(Text-to-region grounding data)

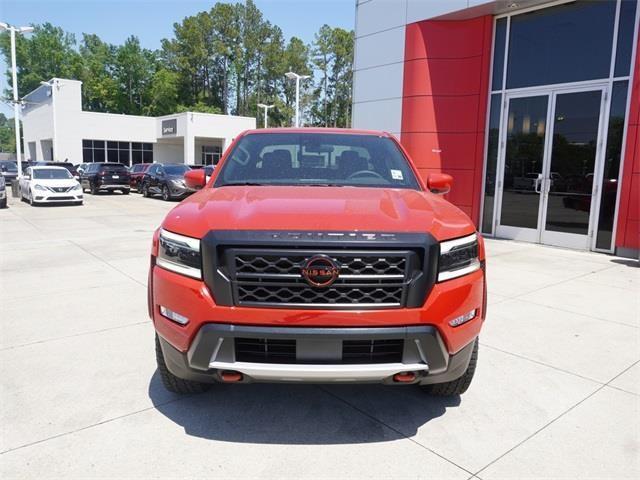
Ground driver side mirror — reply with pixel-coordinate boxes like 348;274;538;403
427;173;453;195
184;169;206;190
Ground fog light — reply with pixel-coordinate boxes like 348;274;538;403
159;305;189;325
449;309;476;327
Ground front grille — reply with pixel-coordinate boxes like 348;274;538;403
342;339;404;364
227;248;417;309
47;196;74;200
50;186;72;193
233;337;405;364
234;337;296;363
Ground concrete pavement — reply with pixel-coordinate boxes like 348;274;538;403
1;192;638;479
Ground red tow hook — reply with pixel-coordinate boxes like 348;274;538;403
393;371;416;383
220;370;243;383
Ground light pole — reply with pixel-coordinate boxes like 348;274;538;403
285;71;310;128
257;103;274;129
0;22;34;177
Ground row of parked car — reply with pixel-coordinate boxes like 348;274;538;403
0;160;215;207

### TASK ITEM
Could you restate, word for word, every line from the one containing "Ground light pole" through the last line of the records above, and nothing more?

### ANSWER SECTION
Ground light pole — reply with pixel-coordinate boxes like 348;274;538;403
285;71;310;128
257;103;274;129
0;22;34;177
Ground row of parked car — reply with pixel-coordinate boxes like 348;274;538;403
0;160;215;207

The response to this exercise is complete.